* [Texto de leitura]:

Fora dos limites do órgão, vários ministros que passaram pela pasta da Agricultura defenderam uma lei tornando o expurgo obrigatório, “para impedir o descrédito da nossa produção de cereais” (Brasil, 1926, p. 279; 1929b, p. 300). Outras propostas apresentadas nessa direção foram a adoção do sulfureto de carbono como padrão oficial e a criação de representações do serviço nos pontos de exportação de cereais ou a proteção oficial a empresas particulares organizadas para esse fim. No entanto, ao que parece, tais propostas não saíram do papel (Brasil, 1926, p. 279).
Em decorrência dos acontecimentos que ficaram conhecidos como Revolução de 1930, o Ministério da Agricultura foi desmembrado, dando origem à pasta do Trabalho, Indústria e Comércio. Nesse novo contexto, ocorreram várias transformações. O Serviço de Expurgo e Beneficiamento de Cereais foi transferido para a esfera do Serviço de Inspeção e Fomento Agrícolas pelo decreto n. 19.748, de 12 de março de 1931. No ano seguinte, o decreto n. 21.801 tornou obrigatório o expurgo dos cereais, grãos de leguminosos e sementes de algodão destinados à exportação. Em 1933, em meio a um grande processo de reforma das repartições agrícolas, o decreto n. 22.416, de 30 de janeiro, extinguiu o Serviço de Inspeção e Fomento Agrícolas, ao dividir suas funções e estruturas entre diferentes áreas da Diretoria-Geral de Agricultura, sem mencionar o Serviço de Expurgo e Beneficiamento de Cereais, que, igualmente, não apareceu nos regulamentos posteriores. Em 1934, o decreto n. 24.114, de 12 de abril, aprovou o regulamento da defesa sanitária vegetal, incluindo um capítulo específico sobre a desinfecção ou expurgo de vegetais, ou partes de vegetais, concentrando em apenas um órgão, o Serviço de Defesa Sanitária Vegetal, todas as etapas do processo de controle dos produtos agrícolas comercializados no país e no exterior.

* [Trechos das linhas]:

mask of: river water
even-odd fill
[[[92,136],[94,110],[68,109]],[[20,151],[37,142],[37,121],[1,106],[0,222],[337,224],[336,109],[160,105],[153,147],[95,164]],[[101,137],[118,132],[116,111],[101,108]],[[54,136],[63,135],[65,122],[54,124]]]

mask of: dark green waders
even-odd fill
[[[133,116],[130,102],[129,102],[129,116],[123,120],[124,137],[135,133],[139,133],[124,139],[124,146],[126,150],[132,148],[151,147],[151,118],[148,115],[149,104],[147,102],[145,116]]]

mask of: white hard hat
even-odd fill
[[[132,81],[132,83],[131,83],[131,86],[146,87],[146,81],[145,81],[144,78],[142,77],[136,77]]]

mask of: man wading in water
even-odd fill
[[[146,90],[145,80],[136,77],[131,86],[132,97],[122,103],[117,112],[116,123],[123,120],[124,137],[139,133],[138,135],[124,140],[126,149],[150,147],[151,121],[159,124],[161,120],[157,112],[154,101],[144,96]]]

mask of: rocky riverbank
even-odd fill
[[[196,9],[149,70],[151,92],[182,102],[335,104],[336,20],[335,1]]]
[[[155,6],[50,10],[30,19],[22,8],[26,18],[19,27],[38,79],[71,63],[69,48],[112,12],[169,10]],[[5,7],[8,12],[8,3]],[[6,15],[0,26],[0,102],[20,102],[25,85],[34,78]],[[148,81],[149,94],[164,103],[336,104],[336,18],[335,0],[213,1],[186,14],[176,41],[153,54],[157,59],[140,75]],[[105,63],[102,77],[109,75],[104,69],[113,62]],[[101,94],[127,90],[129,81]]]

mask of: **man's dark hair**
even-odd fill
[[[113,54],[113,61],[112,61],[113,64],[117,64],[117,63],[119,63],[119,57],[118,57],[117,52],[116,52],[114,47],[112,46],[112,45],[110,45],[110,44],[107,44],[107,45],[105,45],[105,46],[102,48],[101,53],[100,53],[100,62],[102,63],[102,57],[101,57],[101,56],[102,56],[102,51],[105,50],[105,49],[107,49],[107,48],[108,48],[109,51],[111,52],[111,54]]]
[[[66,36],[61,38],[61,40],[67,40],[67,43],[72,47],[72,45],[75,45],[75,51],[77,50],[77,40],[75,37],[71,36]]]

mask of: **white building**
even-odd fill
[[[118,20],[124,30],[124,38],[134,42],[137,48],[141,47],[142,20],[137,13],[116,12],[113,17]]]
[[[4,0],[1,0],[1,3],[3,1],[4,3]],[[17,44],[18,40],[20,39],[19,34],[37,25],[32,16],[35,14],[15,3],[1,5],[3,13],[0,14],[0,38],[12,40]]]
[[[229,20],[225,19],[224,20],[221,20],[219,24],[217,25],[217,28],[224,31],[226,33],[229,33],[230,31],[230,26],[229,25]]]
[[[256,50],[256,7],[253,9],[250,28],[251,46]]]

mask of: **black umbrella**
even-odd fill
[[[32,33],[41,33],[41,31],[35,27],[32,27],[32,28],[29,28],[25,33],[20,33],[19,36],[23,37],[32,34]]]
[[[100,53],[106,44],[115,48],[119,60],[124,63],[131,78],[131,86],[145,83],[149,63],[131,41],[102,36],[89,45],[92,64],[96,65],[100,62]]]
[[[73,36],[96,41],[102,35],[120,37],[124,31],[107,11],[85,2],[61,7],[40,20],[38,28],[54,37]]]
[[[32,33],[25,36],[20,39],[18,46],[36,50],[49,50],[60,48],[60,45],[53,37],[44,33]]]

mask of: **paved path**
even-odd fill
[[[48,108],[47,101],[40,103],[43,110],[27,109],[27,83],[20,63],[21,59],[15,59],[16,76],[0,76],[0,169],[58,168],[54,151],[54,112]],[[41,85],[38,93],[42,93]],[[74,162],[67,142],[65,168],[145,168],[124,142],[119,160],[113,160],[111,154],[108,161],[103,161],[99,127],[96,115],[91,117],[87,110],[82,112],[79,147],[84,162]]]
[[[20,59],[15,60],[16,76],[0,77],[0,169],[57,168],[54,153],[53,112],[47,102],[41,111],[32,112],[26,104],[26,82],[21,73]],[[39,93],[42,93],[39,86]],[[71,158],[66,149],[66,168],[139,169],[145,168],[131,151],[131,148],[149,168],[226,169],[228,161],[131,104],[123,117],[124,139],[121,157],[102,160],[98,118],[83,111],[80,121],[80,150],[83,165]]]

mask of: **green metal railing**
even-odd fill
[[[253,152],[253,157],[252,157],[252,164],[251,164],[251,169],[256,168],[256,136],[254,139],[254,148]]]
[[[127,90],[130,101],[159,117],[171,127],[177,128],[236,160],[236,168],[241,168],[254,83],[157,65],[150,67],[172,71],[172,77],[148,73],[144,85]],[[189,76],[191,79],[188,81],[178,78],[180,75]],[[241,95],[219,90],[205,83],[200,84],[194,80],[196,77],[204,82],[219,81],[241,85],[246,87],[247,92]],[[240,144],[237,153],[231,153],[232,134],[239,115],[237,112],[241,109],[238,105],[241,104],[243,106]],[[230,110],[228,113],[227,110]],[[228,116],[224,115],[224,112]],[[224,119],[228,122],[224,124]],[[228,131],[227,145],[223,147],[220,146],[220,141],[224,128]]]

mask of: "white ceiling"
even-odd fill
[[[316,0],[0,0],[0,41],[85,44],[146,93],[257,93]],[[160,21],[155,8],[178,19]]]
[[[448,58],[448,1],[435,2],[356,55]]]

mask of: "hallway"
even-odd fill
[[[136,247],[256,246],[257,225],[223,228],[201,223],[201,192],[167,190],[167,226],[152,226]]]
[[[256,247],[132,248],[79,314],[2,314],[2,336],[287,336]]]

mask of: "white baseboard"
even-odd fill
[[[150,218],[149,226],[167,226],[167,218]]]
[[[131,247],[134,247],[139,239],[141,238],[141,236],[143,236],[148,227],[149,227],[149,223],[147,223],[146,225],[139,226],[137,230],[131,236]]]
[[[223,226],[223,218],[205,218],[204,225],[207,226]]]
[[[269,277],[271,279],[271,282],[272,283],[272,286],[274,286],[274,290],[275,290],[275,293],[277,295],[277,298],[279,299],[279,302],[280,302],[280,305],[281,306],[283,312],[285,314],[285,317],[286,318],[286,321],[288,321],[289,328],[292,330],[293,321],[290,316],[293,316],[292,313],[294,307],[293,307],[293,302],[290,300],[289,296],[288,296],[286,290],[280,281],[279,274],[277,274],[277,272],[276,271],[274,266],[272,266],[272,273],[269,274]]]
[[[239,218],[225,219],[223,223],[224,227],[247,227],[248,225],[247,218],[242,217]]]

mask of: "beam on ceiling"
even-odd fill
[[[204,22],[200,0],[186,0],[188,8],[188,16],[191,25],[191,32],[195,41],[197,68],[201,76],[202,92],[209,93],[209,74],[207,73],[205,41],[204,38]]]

* [Problema a resolver]: Prossiga o texto sobre o expurgo de cereais a partir do ponto em que ele termina.

* [A resposta]:
Angélica Ricci Camargo
Jul. 2020
Fontes e bibliografia
BRASIL. Decreto n. 14.377, de 24 de setembro de 1920. Cria o Serviço de Expurgo e Beneficiamento de Cereais. Coleção das leis da República dos Estados Unidos do Brasil, Rio de Janeiro, v. 3, p. 513-517, 1921a.
______. Decreto n. 15.189, de 21 de dezembro de 1921. Aprova o regulamento da Defesa Sanitária Vegetal. Coleção das leis da República dos Estados Unidos do Brasil, Rio de Janeiro, v. 4, p. 98-113, 1922.
______. Decreto n. 19.748, de 12 de março de 1931. Extingue vários cargos e serviços no Ministério da Agricultura. Diário Oficial da República dos Estados Unidos do Brasil. Poder Executivo, Rio de Janeiro, 15 mar. 1931. Seção 1, p. 3.897-3.898.
______. Decreto n. 21.801, de 6 de setembro de 1932. Estabelece a obrigatoriedade do expurgo dos cereais, grãos de leguminosos e sementes de algodão, destinados à exportação para o estrangeiro, e dá outras providências. Diário Oficial da República dos Estados Unidos do Brasil. Poder Executivo, Rio de Janeiro, 10 set. 1932. Seção 1, p. 17.075.
______. Decreto n. 22.380, de 20 de janeiro de 1933. Dá organização às Diretorias-Gerais do Ministério da Agricultura. Coleção de leis da República dos Estados Unidos do Brasil, Rio de Janeiro, v. 1, p. 132, 1934.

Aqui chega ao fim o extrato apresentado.